Exercise prompt: All of the material below is to be retyped exactly.

_ _ _ _ _

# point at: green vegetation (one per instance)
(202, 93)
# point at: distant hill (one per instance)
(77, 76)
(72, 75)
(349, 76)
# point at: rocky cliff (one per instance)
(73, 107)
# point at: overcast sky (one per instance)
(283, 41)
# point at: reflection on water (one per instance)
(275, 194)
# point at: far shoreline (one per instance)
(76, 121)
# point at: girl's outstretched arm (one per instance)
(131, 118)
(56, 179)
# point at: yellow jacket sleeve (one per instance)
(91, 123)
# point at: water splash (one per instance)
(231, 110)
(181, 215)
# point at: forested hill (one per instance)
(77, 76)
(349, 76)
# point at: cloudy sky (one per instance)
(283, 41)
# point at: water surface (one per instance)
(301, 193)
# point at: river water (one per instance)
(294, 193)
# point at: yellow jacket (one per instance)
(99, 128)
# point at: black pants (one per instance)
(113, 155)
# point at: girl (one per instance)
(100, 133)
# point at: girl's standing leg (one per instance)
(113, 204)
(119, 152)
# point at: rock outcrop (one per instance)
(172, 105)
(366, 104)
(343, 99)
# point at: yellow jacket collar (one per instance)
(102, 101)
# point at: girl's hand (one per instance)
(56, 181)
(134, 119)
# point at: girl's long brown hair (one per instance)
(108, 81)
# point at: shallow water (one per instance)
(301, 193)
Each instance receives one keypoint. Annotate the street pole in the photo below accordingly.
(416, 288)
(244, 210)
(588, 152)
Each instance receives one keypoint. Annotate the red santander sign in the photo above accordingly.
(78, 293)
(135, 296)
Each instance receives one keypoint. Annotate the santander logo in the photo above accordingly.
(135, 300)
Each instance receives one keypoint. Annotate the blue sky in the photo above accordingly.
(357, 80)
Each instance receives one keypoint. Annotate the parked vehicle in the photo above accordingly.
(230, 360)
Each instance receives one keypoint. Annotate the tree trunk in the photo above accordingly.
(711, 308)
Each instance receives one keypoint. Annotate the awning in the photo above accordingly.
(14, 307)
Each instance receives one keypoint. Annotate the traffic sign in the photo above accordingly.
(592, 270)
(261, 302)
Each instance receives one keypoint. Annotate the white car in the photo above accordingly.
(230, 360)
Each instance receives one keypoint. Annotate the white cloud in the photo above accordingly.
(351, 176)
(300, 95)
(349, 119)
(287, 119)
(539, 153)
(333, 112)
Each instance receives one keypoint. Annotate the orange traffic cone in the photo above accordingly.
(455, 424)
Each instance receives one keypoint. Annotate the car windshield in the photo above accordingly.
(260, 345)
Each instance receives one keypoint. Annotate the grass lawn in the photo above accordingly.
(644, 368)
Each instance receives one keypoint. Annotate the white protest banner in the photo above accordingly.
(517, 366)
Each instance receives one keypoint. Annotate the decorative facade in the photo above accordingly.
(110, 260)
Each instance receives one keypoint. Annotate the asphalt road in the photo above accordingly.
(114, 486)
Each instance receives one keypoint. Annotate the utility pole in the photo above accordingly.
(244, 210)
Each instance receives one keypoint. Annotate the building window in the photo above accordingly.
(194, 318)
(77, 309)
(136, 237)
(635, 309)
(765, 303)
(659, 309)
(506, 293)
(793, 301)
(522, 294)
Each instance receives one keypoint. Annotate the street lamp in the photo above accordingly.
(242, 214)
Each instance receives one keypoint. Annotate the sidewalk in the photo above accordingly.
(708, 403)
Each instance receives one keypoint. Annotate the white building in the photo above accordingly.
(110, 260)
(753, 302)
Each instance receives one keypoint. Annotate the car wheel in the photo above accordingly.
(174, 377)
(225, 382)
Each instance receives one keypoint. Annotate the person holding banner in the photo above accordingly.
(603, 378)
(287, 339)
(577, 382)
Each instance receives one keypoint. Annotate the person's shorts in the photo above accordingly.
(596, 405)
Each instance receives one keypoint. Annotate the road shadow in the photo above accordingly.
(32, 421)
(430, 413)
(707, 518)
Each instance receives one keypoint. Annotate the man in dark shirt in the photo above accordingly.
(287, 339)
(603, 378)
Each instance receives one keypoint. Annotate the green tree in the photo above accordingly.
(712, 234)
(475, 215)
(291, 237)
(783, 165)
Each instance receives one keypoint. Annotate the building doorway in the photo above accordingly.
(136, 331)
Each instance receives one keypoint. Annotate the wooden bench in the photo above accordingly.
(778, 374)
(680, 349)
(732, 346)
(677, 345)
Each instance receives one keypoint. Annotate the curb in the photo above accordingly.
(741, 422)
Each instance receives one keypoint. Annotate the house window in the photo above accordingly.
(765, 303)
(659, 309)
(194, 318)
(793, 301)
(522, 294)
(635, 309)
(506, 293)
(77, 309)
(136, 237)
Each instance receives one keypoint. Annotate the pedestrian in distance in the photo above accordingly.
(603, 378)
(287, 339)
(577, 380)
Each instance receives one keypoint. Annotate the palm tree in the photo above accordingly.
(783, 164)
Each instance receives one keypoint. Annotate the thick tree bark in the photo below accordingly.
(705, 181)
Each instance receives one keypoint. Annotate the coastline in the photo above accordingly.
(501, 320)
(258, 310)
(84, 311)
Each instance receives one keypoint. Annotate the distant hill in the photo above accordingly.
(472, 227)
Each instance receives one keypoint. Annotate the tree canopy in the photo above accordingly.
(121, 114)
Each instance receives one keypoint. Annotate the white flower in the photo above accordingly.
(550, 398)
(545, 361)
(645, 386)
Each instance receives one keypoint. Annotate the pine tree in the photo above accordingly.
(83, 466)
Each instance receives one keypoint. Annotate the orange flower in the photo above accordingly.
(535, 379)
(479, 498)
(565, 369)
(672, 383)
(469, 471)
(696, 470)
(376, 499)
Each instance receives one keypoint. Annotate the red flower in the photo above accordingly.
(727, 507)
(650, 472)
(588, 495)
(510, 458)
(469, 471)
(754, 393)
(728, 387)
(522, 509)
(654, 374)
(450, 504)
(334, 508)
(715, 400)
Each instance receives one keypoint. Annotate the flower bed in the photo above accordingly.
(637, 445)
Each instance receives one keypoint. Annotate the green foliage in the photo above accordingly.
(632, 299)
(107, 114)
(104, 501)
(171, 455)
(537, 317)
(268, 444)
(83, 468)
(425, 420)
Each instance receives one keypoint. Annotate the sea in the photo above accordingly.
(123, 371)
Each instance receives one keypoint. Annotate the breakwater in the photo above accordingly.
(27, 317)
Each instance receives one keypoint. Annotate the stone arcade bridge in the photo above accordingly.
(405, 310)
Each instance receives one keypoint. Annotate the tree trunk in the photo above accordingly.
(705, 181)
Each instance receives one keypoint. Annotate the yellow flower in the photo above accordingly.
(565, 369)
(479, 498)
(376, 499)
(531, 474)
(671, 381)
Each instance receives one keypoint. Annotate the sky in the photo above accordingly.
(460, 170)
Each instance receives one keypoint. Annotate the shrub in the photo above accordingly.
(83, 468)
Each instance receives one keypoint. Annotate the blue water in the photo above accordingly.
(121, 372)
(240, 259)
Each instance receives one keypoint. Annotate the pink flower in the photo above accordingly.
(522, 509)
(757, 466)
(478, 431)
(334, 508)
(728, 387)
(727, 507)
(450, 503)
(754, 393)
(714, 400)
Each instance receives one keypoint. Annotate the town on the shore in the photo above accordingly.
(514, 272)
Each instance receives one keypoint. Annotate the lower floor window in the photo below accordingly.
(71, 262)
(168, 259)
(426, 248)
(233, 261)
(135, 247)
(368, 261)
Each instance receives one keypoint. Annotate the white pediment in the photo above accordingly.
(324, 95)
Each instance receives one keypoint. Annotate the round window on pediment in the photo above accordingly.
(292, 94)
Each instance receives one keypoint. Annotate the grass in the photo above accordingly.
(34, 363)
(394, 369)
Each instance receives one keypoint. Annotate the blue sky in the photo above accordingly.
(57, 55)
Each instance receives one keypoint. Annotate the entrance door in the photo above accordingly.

_ _ _ _ _

Expected output:
# point at: green vegetation (one per instance)
(202, 93)
# point at: distant hill (one per instance)
(77, 76)
(72, 75)
(349, 76)
# point at: rocky cliff (one per instance)
(73, 107)
# point at: overcast sky (one per instance)
(283, 41)
# point at: reflection on water (one per instance)
(275, 194)
# point at: far shoreline (one per instance)
(76, 121)
# point at: girl's outstretched arm (one per instance)
(131, 118)
(56, 179)
# point at: yellow jacket sleeve (one per instance)
(91, 123)
# point at: water splash (one per instance)
(231, 110)
(181, 215)
# point at: forested hill (one per instance)
(77, 76)
(349, 76)
# point at: cloudy sky (one per instance)
(283, 41)
# point at: water surface (one per instance)
(301, 193)
# point at: river water (one per instance)
(294, 193)
# point at: yellow jacket (one per instance)
(99, 128)
# point at: black pants (one per instance)
(113, 155)
# point at: girl (one per instance)
(100, 133)
# point at: girl's standing leg (one per instance)
(113, 204)
(119, 152)
# point at: rock outcrop (one per instance)
(172, 105)
(366, 104)
(343, 99)
# point at: yellow jacket collar (one per instance)
(102, 101)
# point at: girl's hand (one per instance)
(56, 181)
(134, 119)
# point at: girl's long brown hair (one per instance)
(108, 81)
# point at: shallow water (one per instance)
(301, 193)
Each instance receives one keypoint. Annotate the street pole in the photo below accordingly.
(416, 288)
(244, 210)
(588, 152)
Each instance receives one keypoint. Annotate the red santander sign in the photo above accordingly.
(78, 293)
(135, 296)
Each instance receives one keypoint. Annotate the santander logo in the photo above accordingly.
(135, 300)
Each instance receives one keypoint. Annotate the blue sky in the photo above accordingly.
(357, 80)
Each instance receives one keypoint. Annotate the parked vehicle in the photo above accordingly.
(230, 360)
Each instance receives one keypoint. Annotate the tree trunk in the photo above accordingly.
(711, 308)
Each instance receives one keypoint. Annotate the awning in the photo above accordingly.
(14, 307)
Each instance receives one keypoint. Annotate the traffic sign in the photo above accordingly.
(592, 270)
(261, 302)
Each instance receives one keypoint. Annotate the white car in the photo above accordingly.
(230, 360)
Each instance receives one keypoint. Annotate the white cloud in the photo above accordingly.
(351, 176)
(300, 95)
(349, 119)
(287, 119)
(539, 153)
(333, 112)
Each instance receives one keypoint. Annotate the orange traffic cone in the photo above accordingly.
(455, 424)
Each instance receives one keypoint. Annotate the car windshield in the photo above accordingly.
(260, 345)
Each instance receives one keypoint. Annotate the grass lawn in the photo above accordingly.
(644, 368)
Each instance receives one keypoint. Annotate the white protest banner in the photo above accordingly.
(517, 366)
Each instance receives one keypoint. Annotate the decorative facade in the photo above accordingly.
(110, 260)
Each instance receives one keypoint. Annotate the asphalt road in the photo above accordingly.
(114, 486)
Each instance receives one keypoint. Annotate the utility pole in the photo above accordingly.
(244, 210)
Each instance receives one keypoint. Annotate the building window in the photo above accordingly.
(194, 318)
(77, 309)
(136, 237)
(635, 309)
(765, 303)
(659, 309)
(506, 293)
(793, 301)
(522, 294)
Each instance receives one keypoint. Annotate the street lamp in the photo above accordingly.
(242, 214)
Each instance receives one keypoint. Annotate the sidewalk in the photo above accordingly.
(708, 403)
Each instance receives one keypoint. Annotate the white building in the photo above accordingly.
(110, 260)
(753, 302)
Each instance receives one keypoint. Annotate the car wheel in the photo above accordingly.
(174, 377)
(225, 382)
Each instance receives one keypoint. Annotate the person holding banner in the photo above accordingly.
(603, 378)
(287, 339)
(577, 382)
Each instance receives one keypoint. Annotate the person's shorts in the photo above accordingly.
(596, 405)
Each instance receives one keypoint. Annotate the road shadow in the photo above accordingly.
(32, 421)
(430, 413)
(707, 518)
Each instance receives one keypoint. Annotate the man in dark shirt in the photo above accordingly.
(287, 339)
(603, 378)
Each instance receives one keypoint. Annotate the green tree in the photo above accordingly.
(712, 234)
(475, 215)
(291, 237)
(783, 165)
Each instance receives one keypoint. Annotate the building doorway in the photo above accordingly.
(136, 331)
Each instance receives one keypoint. Annotate the wooden bench in the photo above accordingly.
(778, 374)
(680, 349)
(732, 346)
(677, 345)
Each instance receives one keypoint. Annotate the curb in the photo above accordingly.
(741, 422)
Each instance receives one keypoint. Annotate the house window in the photo above accordingly.
(765, 303)
(659, 309)
(194, 318)
(793, 301)
(522, 294)
(635, 309)
(506, 293)
(77, 309)
(136, 237)
Each instance receives one keypoint. Annotate the pedestrian in distance in the photo above accordingly.
(603, 378)
(287, 339)
(577, 380)
Each instance receives one keypoint. Annotate the palm tree in the photo above accordingly.
(783, 164)
Each instance receives one keypoint. Annotate the thick tree bark in the photo below accordingly.
(705, 181)
Each instance receives one keypoint. Annotate the coastline in the photo above accordingly.
(501, 320)
(258, 310)
(84, 311)
Each instance receives one keypoint. Annotate the distant hill in the photo above accordingly.
(472, 227)
Each instance receives one keypoint. Annotate the tree canopy in the photo above accordingly.
(121, 114)
Each instance receives one keypoint. Annotate the white flower in the photo above accordingly.
(550, 398)
(545, 361)
(645, 386)
Each instance receives one keypoint. Annotate the pine tree in the photo above accordingly.
(83, 466)
Each instance receives one keypoint. Annotate the orange flower in the photo above accordingly.
(535, 379)
(479, 498)
(565, 369)
(672, 383)
(469, 471)
(696, 470)
(376, 499)
Each instance receives one keypoint. Annotate the red flower in the photo above accordingly.
(727, 507)
(650, 472)
(588, 495)
(510, 458)
(469, 471)
(754, 393)
(728, 387)
(522, 509)
(654, 374)
(450, 504)
(334, 508)
(715, 400)
Each instance receives one keypoint. Annotate the flower bed in the photo above accordingly.
(637, 445)
Each instance receives one keypoint. Annotate the green foliage in the photo above accordingly.
(632, 299)
(107, 114)
(104, 501)
(171, 455)
(537, 317)
(268, 444)
(83, 468)
(425, 420)
Each instance receives one keypoint. Annotate the sea in the photo above accordingly.
(123, 371)
Each instance receives one keypoint. Annotate the breakwater in the photo above accordingly.
(27, 317)
Each instance receives one keypoint. Annotate the stone arcade bridge in the photo above accordingly.
(405, 310)
Each instance receives one keypoint. Annotate the tree trunk in the photo above accordingly.
(705, 181)
Each instance receives one keypoint. Annotate the yellow flower in the photo above accordingly.
(565, 369)
(479, 498)
(376, 499)
(531, 474)
(671, 381)
Each instance receives one keypoint. Annotate the sky in the photo above accordingly.
(460, 170)
Each instance receives one keypoint. Annotate the shrub in the photo above accordingly.
(83, 468)
Each instance receives one keypoint. Annotate the blue water in the photo above accordingly.
(121, 372)
(240, 259)
Each instance receives one keypoint. Annotate the pink flower in the photo above accordingly.
(522, 509)
(757, 466)
(478, 431)
(334, 508)
(728, 387)
(727, 507)
(450, 503)
(754, 393)
(714, 400)
Each instance receives one keypoint. Annotate the town on the shore in the photo above accordingly.
(514, 272)
Each instance receives one keypoint. Annotate the lower floor window in the photo below accordingly.
(71, 262)
(168, 259)
(426, 248)
(233, 261)
(135, 247)
(368, 261)
Each instance receives one keypoint. Annotate the white pediment in the photo above accordingly.
(324, 95)
Each instance receives one keypoint. Annotate the round window on pediment in the photo above accordingly.
(292, 94)
Each instance receives one keypoint. Annotate the grass in the photo above accordingly.
(34, 363)
(394, 369)
Each instance receives one keypoint. Annotate the blue sky in the photo above accordingly.
(57, 55)
Each instance receives one keypoint. Annotate the entrance door in the photo above accordingly.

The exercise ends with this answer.